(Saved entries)
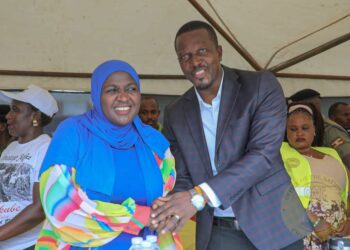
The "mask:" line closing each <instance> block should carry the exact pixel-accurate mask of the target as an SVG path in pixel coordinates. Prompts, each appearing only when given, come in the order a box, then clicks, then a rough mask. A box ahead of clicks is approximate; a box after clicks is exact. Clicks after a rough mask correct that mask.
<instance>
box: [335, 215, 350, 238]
mask: <svg viewBox="0 0 350 250" xmlns="http://www.w3.org/2000/svg"><path fill="white" fill-rule="evenodd" d="M348 235H350V220H349V219H347V220H346V221H345V222H344V224H343V225H342V226H341V227H340V228H337V229H336V233H335V236H337V237H345V236H348Z"/></svg>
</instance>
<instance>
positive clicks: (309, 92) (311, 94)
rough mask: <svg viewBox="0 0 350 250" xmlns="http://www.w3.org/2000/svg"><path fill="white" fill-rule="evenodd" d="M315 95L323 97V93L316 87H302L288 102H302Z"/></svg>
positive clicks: (309, 98)
mask: <svg viewBox="0 0 350 250" xmlns="http://www.w3.org/2000/svg"><path fill="white" fill-rule="evenodd" d="M313 97H319V98H321V94H320V93H319V92H317V91H316V90H314V89H302V90H300V91H298V92H296V93H295V94H293V95H291V96H290V97H289V98H288V103H292V102H302V101H305V100H307V99H310V98H313Z"/></svg>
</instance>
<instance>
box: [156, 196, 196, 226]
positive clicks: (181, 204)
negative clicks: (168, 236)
mask: <svg viewBox="0 0 350 250" xmlns="http://www.w3.org/2000/svg"><path fill="white" fill-rule="evenodd" d="M191 198H192V196H191V194H190V192H188V191H185V192H178V193H174V194H171V195H169V196H167V197H163V198H158V199H157V200H156V201H155V202H154V203H153V205H152V211H151V228H152V227H153V228H154V229H155V228H156V229H157V232H158V233H165V232H168V231H170V232H178V231H179V230H180V228H182V227H183V226H184V224H185V223H186V221H187V220H189V219H190V218H191V217H192V216H193V215H195V214H196V212H197V210H196V208H195V207H194V206H193V205H192V202H191Z"/></svg>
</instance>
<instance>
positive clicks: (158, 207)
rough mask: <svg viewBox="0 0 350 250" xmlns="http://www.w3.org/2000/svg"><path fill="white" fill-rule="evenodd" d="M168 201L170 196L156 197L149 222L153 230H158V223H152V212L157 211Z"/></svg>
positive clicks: (153, 212) (152, 230) (151, 207)
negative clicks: (159, 208) (168, 197)
mask: <svg viewBox="0 0 350 250" xmlns="http://www.w3.org/2000/svg"><path fill="white" fill-rule="evenodd" d="M167 201H169V198H168V197H159V198H158V199H156V200H155V201H154V202H153V203H152V206H151V214H150V218H149V219H148V223H147V225H146V226H147V227H149V228H150V229H151V230H152V231H156V230H157V227H158V225H157V224H152V223H151V221H152V219H153V217H152V214H154V213H155V211H156V210H157V209H158V208H160V207H162V206H163V205H164V204H165V203H166V202H167ZM163 223H165V221H163Z"/></svg>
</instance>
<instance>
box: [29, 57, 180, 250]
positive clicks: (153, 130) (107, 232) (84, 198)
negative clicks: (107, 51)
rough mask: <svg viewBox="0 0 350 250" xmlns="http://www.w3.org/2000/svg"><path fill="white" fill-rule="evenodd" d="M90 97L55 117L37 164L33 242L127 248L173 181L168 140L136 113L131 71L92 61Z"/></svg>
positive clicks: (140, 229)
mask: <svg viewBox="0 0 350 250" xmlns="http://www.w3.org/2000/svg"><path fill="white" fill-rule="evenodd" d="M91 98H92V103H93V109H92V110H90V111H88V112H87V113H85V114H83V115H80V116H77V117H72V118H69V119H67V120H65V121H64V122H62V123H61V124H60V126H59V128H58V129H57V131H56V132H55V135H54V137H53V139H52V142H51V145H50V147H49V149H48V152H47V155H46V157H45V160H44V163H43V165H42V168H41V171H40V172H41V177H40V195H41V201H42V203H43V209H44V211H45V214H46V217H47V221H46V223H45V226H44V228H43V229H42V231H41V234H40V237H39V239H38V243H37V247H36V248H37V249H48V248H49V249H80V248H81V247H96V248H94V249H128V248H129V247H130V244H131V238H132V237H134V236H141V237H145V236H146V235H149V234H153V232H151V231H150V230H149V229H148V226H149V223H150V222H149V221H150V210H151V209H150V207H151V205H152V202H153V201H154V200H155V199H156V198H158V197H161V196H164V195H165V194H166V193H167V192H169V191H170V190H171V189H172V187H173V185H174V181H175V170H174V158H173V156H172V155H171V153H170V150H169V143H168V142H167V140H166V139H165V138H164V137H163V135H162V134H160V133H159V132H158V131H156V130H154V129H153V128H151V127H150V126H147V125H144V124H143V123H142V122H141V121H140V119H139V117H138V116H137V114H138V111H139V107H140V99H141V95H140V82H139V77H138V75H137V73H136V71H135V70H134V69H133V68H132V67H131V66H130V65H129V64H127V63H126V62H123V61H118V60H111V61H107V62H105V63H103V64H101V65H99V66H98V67H97V68H96V69H95V71H94V72H93V74H92V79H91ZM165 238H166V239H167V240H169V239H170V238H171V239H172V237H171V236H169V235H168V236H166V235H164V236H163V239H165ZM158 240H159V241H160V244H161V245H163V246H165V245H166V244H173V243H174V242H172V243H171V241H166V240H165V241H164V242H162V239H161V237H159V239H158ZM169 242H170V243H169Z"/></svg>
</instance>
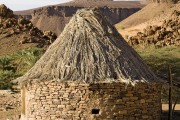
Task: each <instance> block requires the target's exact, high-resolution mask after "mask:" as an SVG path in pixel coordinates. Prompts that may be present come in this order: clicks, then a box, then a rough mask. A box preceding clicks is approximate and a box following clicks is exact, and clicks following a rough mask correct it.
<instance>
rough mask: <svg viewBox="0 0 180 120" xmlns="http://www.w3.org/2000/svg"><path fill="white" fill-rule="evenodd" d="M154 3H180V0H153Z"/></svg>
mask: <svg viewBox="0 0 180 120" xmlns="http://www.w3.org/2000/svg"><path fill="white" fill-rule="evenodd" d="M151 1H152V2H154V3H178V2H179V0H151Z"/></svg>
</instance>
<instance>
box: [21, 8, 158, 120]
mask: <svg viewBox="0 0 180 120" xmlns="http://www.w3.org/2000/svg"><path fill="white" fill-rule="evenodd" d="M18 80H19V81H20V85H21V93H22V115H21V120H126V119H127V120H134V119H136V120H137V119H138V120H140V119H144V120H145V119H146V120H160V114H161V97H160V96H161V82H160V81H159V79H158V78H157V77H156V76H155V74H154V73H153V72H152V71H151V70H150V69H149V68H148V67H147V65H145V64H144V63H143V61H142V59H141V58H140V56H139V55H138V54H137V53H136V52H135V51H134V50H133V49H132V48H131V47H130V46H128V44H127V43H126V41H125V40H123V38H122V37H121V35H120V34H119V33H118V32H117V30H116V29H115V28H114V27H113V26H112V25H111V24H110V23H109V22H108V21H107V20H106V19H105V18H104V17H103V16H102V15H101V14H100V12H99V11H98V10H97V9H82V10H79V11H77V13H76V14H75V15H74V16H73V17H72V19H71V20H70V22H69V24H67V25H66V27H65V29H64V31H63V32H62V34H61V35H60V36H59V38H58V39H57V40H56V41H55V42H54V43H52V45H51V46H50V47H49V48H48V49H47V51H46V53H45V54H44V55H43V56H42V57H41V58H40V60H39V61H37V63H36V64H35V65H34V67H33V68H32V69H30V70H29V71H28V72H27V73H26V74H25V75H24V76H22V77H20V78H18Z"/></svg>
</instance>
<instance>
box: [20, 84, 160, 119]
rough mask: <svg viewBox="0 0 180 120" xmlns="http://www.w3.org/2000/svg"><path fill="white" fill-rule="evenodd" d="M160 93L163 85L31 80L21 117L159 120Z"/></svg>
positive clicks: (27, 118) (42, 118) (63, 118)
mask: <svg viewBox="0 0 180 120" xmlns="http://www.w3.org/2000/svg"><path fill="white" fill-rule="evenodd" d="M160 96H161V85H160V84H151V85H147V84H143V83H142V84H138V85H136V86H132V85H126V84H124V83H117V82H116V83H115V82H113V83H96V84H82V83H57V82H55V81H46V82H40V83H36V82H31V84H28V85H27V87H26V95H25V99H26V100H25V104H26V106H25V116H24V117H22V118H21V119H22V120H112V119H113V120H127V119H128V120H134V119H138V120H140V119H144V120H160V114H161V97H160ZM26 118H27V119H26Z"/></svg>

_WHAT YOU NEED TO DO_. Identify each line in the items that contains the word "target" and copy every one of those lines in full.

_SOLUTION TO THIS PROBLEM_.
The "mask:" line closing each <instance> block should carry the exact pixel-accurate mask of the target as an SVG path in pixel coordinates. Prompts, each appearing only when given, come in the order a box, then clicks, then a rough mask. A box ahead of clicks is approximate; a box after clicks is exact. Clicks after a rough mask correct that mask.
Task: each <instance> block requires the target's exact, high-resolution mask after "mask:" as an SVG path in pixel coordinates. Prompts that may be present come in this order: clicks, then a box, then a rough mask. A box preceding clicks is approximate and a box following clicks is exact, and clicks following a rough mask correct it.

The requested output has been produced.